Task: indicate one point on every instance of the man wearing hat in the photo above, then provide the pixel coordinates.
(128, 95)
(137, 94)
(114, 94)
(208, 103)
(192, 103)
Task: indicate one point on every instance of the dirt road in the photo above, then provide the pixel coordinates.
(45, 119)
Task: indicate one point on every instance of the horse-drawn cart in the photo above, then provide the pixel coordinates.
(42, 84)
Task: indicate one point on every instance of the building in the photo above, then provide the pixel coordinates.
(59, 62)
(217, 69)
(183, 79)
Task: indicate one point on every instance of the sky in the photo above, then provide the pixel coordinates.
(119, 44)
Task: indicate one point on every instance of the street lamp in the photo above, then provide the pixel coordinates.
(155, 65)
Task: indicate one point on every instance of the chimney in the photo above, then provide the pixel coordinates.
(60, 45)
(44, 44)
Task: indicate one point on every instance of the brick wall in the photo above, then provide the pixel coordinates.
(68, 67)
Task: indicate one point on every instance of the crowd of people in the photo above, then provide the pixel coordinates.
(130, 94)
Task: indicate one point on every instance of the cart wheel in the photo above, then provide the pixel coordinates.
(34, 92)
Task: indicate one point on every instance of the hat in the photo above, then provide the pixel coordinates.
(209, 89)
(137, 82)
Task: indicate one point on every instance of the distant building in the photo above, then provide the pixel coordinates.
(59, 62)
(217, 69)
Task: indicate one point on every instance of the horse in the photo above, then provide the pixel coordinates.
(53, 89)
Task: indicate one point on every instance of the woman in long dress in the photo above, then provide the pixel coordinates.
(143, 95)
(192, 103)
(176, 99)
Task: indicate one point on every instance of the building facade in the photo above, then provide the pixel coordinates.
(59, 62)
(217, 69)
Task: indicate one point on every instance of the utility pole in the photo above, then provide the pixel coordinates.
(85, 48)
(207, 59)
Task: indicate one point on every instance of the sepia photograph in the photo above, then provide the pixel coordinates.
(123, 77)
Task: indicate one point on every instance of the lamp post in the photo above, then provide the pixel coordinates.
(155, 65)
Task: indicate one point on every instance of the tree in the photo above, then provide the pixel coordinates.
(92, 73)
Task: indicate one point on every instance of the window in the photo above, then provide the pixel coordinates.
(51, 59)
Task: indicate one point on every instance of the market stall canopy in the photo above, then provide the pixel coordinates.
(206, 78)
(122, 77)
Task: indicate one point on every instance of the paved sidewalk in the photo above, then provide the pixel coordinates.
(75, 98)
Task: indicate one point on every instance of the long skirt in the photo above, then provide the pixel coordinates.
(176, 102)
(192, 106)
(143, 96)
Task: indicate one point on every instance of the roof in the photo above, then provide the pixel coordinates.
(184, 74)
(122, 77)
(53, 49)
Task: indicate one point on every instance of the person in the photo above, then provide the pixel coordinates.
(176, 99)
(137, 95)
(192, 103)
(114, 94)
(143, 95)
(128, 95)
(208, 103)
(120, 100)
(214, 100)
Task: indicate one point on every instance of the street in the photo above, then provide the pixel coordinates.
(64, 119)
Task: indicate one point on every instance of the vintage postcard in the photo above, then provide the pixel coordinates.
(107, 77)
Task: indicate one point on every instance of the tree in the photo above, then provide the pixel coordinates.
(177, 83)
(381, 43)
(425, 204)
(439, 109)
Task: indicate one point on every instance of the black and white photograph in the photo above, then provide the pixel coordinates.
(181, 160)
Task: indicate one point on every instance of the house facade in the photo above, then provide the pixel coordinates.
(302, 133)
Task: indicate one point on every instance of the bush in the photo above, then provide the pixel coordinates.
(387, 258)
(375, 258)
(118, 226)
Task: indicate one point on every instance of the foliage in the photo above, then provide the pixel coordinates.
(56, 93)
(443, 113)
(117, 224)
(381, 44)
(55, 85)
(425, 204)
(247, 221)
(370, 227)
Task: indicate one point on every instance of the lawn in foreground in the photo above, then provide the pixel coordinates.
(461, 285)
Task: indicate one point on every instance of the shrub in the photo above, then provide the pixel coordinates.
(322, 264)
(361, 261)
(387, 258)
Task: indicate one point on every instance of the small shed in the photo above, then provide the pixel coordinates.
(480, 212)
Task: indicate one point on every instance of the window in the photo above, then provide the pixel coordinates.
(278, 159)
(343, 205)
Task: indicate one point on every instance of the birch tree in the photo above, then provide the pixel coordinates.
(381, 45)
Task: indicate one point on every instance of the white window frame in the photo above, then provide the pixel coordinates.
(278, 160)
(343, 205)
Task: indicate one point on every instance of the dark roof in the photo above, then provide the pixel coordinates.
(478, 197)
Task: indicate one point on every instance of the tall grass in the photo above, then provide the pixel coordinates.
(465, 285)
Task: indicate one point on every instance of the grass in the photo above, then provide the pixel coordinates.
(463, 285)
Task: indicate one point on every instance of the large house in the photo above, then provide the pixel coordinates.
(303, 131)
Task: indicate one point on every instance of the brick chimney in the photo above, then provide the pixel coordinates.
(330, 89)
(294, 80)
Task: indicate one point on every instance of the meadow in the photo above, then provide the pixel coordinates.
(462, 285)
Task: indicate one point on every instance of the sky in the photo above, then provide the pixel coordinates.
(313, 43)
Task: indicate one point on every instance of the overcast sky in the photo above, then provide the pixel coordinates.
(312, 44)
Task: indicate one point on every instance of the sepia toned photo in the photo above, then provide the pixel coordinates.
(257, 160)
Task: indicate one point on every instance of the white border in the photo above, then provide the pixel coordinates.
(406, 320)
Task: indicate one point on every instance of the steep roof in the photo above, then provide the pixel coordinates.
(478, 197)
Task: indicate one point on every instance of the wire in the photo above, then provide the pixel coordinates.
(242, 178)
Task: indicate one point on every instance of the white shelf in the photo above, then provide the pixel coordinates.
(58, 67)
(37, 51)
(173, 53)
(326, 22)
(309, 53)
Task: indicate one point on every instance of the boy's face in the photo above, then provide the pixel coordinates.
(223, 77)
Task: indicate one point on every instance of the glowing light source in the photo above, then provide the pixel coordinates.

******************************

#### STATED EXERCISE
Give back the whole listing, word for word.

#### RESULT OF THE EXERCISE
Task: indicate one point on every instance of the man wearing hat in the photo above, then provide the pixel coordinates.
(128, 95)
(137, 94)
(114, 94)
(208, 103)
(192, 103)
Task: indicate one point on every instance of the dirt road in the photo above, then provide the pixel coordinates.
(45, 119)
Task: indicate one point on every instance of the horse-drawn cart in the photo above, then provide the pixel coordinates.
(42, 84)
Task: indicate one point on every instance of the building in the photo above, then provide the pixel coordinates.
(59, 62)
(217, 69)
(183, 79)
Task: indicate one point on every instance of the sky in the photo above, then provide the pixel coordinates.
(119, 44)
Task: indicate one point on every instance of the street lamp in the photo above, then provide the pixel coordinates.
(155, 65)
Task: indicate one point on every instance of the chimney in the photo above, then provide the pixel coordinates.
(60, 45)
(44, 44)
Task: indicate one point on every instance of the brick wall in the photo above, then provide the pixel coordinates.
(68, 67)
Task: indicate one point on every instance of the crowd of people in the photo above, then provide the pixel coordinates.
(130, 94)
Task: indicate one point on every instance of the cart wheel in the photo above, then provide the pixel coordinates.
(34, 92)
Task: indicate one point on every instance of the hat in the photo above, then provide the pixel coordinates.
(209, 89)
(137, 82)
Task: indicate one point on every instance of the distant building in the photo above, then provide the pixel coordinates.
(59, 62)
(217, 69)
Task: indicate one point on every instance of the horse in the photo above, then provide the pixel coordinates.
(53, 89)
Task: indicate one point on every instance of the woman in long dress in the photo above, then provide the pixel coordinates.
(143, 95)
(192, 103)
(176, 99)
Task: indicate one point on every instance of the building facade in the photo above, then provide the pixel coordinates.
(59, 62)
(217, 69)
Task: indicate one point on every instance of the utility pole in the photo above, then provide the pixel coordinates.
(85, 48)
(207, 59)
Task: indicate one point on every instance of the sepia photograph in the photo above, then provide the pixel coordinates.
(123, 77)
Task: indicate one point on every instance of the lamp post in the photo above, then provide the pixel coordinates.
(155, 65)
Task: indicate one point on every instance of the tree in the photo above, then provide the pixel coordinates.
(92, 73)
Task: indicate one point on every instance of the window in the photo above, then provide the pixel coordinates.
(51, 59)
Task: indicate one point on every instance of the market stall canopy in the photo above, then provide the pixel coordinates.
(206, 78)
(122, 77)
Task: indicate one point on every instance of the paved sidewalk in the photo above, then provide the pixel coordinates.
(75, 98)
Task: indicate one point on every instance of the long skirt in the photo above, then provide the pixel coordinates.
(176, 102)
(192, 106)
(143, 96)
Task: indicate one point on every instance of the roof in the photo above, then provide the pixel coordinates.
(184, 74)
(122, 77)
(53, 49)
Task: indicate one point on every instance of the person in the photo above, then provide the pixel coordinates.
(176, 99)
(137, 95)
(192, 103)
(114, 94)
(143, 95)
(128, 95)
(208, 103)
(120, 100)
(214, 100)
Task: indicate one point on every instance of the street in the photo above, then provide the pixel coordinates.
(64, 119)
Task: indicate one point on every instance of the vintage postcard in the photo above, then provide the pixel coordinates.
(107, 77)
Task: indicate one point on every instance of the tree in the photo above, then provide the pixel coordinates.
(177, 83)
(381, 43)
(425, 204)
(439, 109)
Task: indicate one point on every instance of the black and white photograph in the photo above, then provide the pixel coordinates.
(181, 160)
Task: indicate one point on every instance of the house facade in the photo above, then provide the pixel coordinates.
(302, 133)
Task: indicate one point on every instance of the bush in the photo above, then provide the pixel coordinates.
(387, 258)
(375, 258)
(118, 226)
Task: indicate one point on every instance of the foliage in the photo above, then provide the pixel coordinates.
(56, 93)
(443, 113)
(117, 224)
(381, 44)
(55, 85)
(425, 204)
(247, 221)
(370, 227)
Task: indicate one point on every instance of the lawn in foreground in the photo above, then provide the pixel coordinates.
(461, 285)
Task: indicate one point on every instance of the shrub in the photo above, then provide the pixel coordinates.
(322, 264)
(361, 261)
(387, 258)
Task: indicate one point on every instance of the small shed in the photo above, then provide the pixel coordinates.
(480, 212)
Task: indicate one point on every instance of the window in the photo above, then provide the pixel coordinates.
(278, 159)
(343, 205)
Task: indicate one point on every instance of the birch tree in the photo above, then provide the pixel coordinates.
(381, 45)
Task: indicate one point on every instance of the white window frame in the photo above, then provide the pixel coordinates.
(278, 160)
(343, 205)
Task: indicate one point on every instance of the dark roof in the photo above, then provide the pixel coordinates.
(478, 197)
Task: indicate one point on every instance of the tall grass in the photo above, then provide the pixel coordinates.
(465, 285)
Task: indicate one point on every instance of the grass in the photo above, then provide the pixel coordinates.
(463, 285)
Task: indicate one point on every instance of the large house in the photo above, then provide the pixel coordinates.
(303, 131)
Task: indicate one point on every instance of the brick chimney in the photo above, then provide the pixel coordinates.
(330, 89)
(294, 80)
Task: indicate one point on every instance of the meadow in the photo above, then provide the pixel coordinates.
(462, 285)
Task: indicate one point on every instance of the sky in the photo above, then provide the pixel coordinates.
(313, 43)
Task: indicate one point on every instance of the overcast sky in the photo above, then provide the pixel coordinates.
(312, 44)
Task: indicate one point on every instance of the sepia toned photo in the photo above, then provide the pixel coordinates.
(257, 160)
Task: indicate one point on every instance of the white border in the photo above, then provide the pixel coordinates.
(406, 320)
Task: indicate one point on every instance of the steep roof in the photo above, then provide the pixel coordinates.
(478, 197)
Task: indicate one point on every instance of the wire in the photo above, then provide the pixel coordinates.
(242, 178)
Task: indicate one point on every instance of the white shelf in the photo above, then provide the pixel coordinates.
(58, 67)
(37, 51)
(173, 53)
(326, 22)
(309, 53)
Task: indicate one point on every instance of the boy's face in the photo above, then provide the pixel coordinates.
(223, 77)
Task: indicate one point on every instance of the glowing light source in the photo above, then provide the pixel coordinates.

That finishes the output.